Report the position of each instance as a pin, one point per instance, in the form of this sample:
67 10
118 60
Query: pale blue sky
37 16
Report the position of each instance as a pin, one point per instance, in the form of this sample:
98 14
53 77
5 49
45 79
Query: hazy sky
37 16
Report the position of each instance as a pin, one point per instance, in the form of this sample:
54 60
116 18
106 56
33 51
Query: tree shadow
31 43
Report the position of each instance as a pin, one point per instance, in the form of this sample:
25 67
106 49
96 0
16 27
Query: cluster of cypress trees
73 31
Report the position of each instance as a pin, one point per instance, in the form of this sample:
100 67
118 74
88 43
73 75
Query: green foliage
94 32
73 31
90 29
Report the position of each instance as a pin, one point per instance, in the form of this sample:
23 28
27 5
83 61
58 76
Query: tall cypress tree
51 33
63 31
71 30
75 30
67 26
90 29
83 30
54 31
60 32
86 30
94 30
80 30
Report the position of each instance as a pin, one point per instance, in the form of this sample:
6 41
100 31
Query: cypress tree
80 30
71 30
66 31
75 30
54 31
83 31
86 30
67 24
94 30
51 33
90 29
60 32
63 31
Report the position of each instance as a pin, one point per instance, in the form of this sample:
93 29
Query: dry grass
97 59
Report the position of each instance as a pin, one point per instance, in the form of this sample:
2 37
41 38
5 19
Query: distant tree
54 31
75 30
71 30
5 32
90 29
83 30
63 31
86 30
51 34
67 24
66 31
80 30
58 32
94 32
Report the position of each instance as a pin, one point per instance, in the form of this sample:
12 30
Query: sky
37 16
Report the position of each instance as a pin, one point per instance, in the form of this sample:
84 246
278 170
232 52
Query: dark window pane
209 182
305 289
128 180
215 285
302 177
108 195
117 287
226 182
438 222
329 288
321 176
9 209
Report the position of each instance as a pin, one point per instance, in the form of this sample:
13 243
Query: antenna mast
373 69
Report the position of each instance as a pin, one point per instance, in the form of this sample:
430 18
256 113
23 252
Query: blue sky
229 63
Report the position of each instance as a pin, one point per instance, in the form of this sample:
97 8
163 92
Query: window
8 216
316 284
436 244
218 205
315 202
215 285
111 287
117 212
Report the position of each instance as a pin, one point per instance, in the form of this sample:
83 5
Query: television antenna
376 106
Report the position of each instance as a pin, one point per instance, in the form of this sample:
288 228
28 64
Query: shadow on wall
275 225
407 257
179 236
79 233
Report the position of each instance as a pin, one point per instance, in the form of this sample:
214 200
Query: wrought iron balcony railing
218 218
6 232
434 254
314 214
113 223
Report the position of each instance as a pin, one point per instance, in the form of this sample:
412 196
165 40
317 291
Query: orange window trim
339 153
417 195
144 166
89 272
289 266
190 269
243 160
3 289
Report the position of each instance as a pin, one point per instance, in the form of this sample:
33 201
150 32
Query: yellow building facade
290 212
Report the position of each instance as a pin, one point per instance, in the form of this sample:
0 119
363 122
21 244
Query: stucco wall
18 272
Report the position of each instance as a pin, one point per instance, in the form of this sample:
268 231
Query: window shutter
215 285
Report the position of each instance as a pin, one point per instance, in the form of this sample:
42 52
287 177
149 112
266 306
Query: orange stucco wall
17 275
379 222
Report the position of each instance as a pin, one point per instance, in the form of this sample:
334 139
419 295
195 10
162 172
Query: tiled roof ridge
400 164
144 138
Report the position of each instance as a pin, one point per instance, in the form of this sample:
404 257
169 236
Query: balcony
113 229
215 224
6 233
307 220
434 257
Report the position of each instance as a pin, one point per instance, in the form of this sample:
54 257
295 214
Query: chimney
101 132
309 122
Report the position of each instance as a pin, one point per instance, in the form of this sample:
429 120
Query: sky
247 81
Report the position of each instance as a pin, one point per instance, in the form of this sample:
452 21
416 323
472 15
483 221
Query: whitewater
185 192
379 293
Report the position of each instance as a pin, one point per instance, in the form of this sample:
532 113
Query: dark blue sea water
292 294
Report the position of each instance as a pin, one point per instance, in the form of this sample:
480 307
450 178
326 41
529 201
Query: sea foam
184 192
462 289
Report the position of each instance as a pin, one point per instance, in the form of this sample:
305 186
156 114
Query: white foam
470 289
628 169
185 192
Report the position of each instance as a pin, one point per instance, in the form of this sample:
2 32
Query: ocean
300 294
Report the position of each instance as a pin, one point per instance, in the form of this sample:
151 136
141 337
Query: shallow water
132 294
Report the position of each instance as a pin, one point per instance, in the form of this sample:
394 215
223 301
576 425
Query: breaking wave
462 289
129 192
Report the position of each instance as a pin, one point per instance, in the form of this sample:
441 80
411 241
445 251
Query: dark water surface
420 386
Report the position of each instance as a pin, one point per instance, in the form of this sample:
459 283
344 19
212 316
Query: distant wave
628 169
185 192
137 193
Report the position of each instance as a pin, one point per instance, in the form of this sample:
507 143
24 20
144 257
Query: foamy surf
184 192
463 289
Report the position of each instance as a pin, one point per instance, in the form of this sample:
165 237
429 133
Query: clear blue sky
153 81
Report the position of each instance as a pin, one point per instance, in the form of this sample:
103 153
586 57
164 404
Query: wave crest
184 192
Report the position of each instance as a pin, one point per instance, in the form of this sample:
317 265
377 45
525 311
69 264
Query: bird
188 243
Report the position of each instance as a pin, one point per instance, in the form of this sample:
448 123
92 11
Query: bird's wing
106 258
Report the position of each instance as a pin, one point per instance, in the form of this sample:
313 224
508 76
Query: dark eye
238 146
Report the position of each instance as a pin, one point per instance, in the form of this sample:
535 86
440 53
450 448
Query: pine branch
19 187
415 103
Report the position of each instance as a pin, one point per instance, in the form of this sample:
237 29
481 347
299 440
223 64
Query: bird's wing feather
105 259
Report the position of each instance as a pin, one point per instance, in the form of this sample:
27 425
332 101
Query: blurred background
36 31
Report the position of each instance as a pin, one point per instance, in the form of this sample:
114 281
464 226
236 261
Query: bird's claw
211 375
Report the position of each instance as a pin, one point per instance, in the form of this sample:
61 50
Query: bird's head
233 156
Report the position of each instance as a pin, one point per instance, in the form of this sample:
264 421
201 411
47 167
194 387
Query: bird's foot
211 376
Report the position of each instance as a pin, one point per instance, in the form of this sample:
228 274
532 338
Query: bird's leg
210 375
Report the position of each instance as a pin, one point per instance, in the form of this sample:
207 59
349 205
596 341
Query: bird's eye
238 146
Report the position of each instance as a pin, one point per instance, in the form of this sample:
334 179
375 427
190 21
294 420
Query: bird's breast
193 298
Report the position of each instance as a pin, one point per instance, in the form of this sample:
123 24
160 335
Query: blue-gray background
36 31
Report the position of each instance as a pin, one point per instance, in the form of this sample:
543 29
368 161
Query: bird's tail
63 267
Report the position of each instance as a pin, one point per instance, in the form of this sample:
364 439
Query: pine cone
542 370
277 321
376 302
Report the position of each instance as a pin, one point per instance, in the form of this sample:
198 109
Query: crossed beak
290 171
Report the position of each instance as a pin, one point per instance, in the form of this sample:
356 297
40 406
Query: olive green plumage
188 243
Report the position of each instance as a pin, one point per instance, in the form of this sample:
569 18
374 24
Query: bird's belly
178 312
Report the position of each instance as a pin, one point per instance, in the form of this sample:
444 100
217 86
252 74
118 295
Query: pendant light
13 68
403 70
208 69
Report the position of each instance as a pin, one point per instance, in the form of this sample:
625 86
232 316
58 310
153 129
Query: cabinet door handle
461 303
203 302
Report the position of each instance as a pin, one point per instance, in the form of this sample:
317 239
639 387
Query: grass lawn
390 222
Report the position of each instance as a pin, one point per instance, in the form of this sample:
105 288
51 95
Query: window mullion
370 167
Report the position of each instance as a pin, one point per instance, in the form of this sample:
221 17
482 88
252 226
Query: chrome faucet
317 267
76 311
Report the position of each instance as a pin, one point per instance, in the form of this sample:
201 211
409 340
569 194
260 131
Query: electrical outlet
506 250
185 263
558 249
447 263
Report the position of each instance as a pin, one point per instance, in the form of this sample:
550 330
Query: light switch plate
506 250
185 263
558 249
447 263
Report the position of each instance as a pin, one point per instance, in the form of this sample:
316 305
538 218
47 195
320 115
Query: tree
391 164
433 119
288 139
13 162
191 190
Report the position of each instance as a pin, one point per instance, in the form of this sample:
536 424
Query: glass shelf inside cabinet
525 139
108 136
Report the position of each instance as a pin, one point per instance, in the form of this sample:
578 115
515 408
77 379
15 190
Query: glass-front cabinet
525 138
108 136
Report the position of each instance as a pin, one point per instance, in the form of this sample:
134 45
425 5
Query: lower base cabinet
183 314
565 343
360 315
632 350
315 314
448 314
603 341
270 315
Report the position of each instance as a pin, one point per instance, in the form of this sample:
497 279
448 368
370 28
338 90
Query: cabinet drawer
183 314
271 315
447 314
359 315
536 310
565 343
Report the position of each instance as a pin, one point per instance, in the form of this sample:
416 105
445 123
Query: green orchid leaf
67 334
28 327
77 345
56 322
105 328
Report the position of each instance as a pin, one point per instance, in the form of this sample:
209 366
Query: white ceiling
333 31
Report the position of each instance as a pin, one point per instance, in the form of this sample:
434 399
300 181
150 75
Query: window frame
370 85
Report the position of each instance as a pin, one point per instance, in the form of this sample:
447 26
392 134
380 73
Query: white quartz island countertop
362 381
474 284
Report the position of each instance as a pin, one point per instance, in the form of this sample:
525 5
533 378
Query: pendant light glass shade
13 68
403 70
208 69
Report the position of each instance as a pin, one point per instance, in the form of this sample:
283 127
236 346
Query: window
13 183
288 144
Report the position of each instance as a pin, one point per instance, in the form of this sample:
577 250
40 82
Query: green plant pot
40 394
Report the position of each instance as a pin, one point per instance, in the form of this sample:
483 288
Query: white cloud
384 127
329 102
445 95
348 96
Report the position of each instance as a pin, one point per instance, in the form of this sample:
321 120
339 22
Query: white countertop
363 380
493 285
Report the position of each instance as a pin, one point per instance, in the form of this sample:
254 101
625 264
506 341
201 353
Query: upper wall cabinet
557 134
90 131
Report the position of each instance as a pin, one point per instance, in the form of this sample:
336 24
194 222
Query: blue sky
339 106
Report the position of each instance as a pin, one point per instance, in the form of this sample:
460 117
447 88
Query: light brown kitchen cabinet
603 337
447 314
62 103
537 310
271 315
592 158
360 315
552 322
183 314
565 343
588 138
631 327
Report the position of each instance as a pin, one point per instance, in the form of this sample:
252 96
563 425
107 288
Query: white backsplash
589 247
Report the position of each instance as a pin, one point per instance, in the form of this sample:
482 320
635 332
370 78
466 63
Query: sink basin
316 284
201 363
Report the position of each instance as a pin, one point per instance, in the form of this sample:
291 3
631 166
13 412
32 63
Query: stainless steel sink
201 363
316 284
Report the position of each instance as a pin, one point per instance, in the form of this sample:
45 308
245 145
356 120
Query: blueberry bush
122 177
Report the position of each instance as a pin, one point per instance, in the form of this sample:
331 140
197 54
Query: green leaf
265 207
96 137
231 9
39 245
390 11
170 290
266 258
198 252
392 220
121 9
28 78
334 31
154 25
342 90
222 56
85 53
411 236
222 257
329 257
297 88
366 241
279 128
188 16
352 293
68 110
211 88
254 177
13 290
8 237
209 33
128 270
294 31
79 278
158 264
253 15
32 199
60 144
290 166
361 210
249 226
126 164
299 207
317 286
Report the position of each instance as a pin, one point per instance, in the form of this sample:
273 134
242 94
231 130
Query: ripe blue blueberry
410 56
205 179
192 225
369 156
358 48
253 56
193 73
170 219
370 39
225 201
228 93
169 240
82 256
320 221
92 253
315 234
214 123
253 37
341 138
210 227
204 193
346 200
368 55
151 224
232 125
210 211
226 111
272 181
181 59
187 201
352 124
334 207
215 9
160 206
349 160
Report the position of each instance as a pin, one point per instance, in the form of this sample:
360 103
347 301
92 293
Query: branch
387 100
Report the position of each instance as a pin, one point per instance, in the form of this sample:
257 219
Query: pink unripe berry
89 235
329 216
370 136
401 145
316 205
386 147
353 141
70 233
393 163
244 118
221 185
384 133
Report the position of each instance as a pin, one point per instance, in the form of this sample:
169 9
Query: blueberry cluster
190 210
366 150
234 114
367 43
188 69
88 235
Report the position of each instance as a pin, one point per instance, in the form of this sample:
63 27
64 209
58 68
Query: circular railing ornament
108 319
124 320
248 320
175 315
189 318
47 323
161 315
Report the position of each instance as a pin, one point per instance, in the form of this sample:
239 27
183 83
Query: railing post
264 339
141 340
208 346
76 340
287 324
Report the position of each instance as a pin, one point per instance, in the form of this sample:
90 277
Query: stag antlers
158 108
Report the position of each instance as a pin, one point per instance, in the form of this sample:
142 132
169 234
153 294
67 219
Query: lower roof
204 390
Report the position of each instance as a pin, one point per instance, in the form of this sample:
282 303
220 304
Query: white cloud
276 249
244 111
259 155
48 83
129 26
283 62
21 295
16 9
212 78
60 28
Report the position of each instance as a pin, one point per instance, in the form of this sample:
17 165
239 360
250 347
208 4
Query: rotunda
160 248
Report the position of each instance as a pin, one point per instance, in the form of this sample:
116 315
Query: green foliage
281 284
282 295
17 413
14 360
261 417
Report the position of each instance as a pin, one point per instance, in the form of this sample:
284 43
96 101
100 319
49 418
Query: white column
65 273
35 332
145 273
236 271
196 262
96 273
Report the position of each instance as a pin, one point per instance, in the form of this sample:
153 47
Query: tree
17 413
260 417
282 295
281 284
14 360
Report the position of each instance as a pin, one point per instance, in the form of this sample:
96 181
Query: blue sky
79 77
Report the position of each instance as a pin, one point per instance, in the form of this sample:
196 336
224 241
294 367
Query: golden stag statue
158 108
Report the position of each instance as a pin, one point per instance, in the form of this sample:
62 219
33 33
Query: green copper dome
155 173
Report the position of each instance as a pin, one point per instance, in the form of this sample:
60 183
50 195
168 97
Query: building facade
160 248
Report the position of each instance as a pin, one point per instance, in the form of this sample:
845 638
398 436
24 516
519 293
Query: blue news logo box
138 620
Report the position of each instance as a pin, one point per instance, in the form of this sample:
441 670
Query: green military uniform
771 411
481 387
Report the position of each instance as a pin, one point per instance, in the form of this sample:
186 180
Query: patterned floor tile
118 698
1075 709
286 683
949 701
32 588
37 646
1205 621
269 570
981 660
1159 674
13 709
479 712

| Short task |
Which lines in the entries above contain the word "antenna"? Collect every such line, matching case exactly.

| Exercise output |
Query: antenna mast
Query: television antenna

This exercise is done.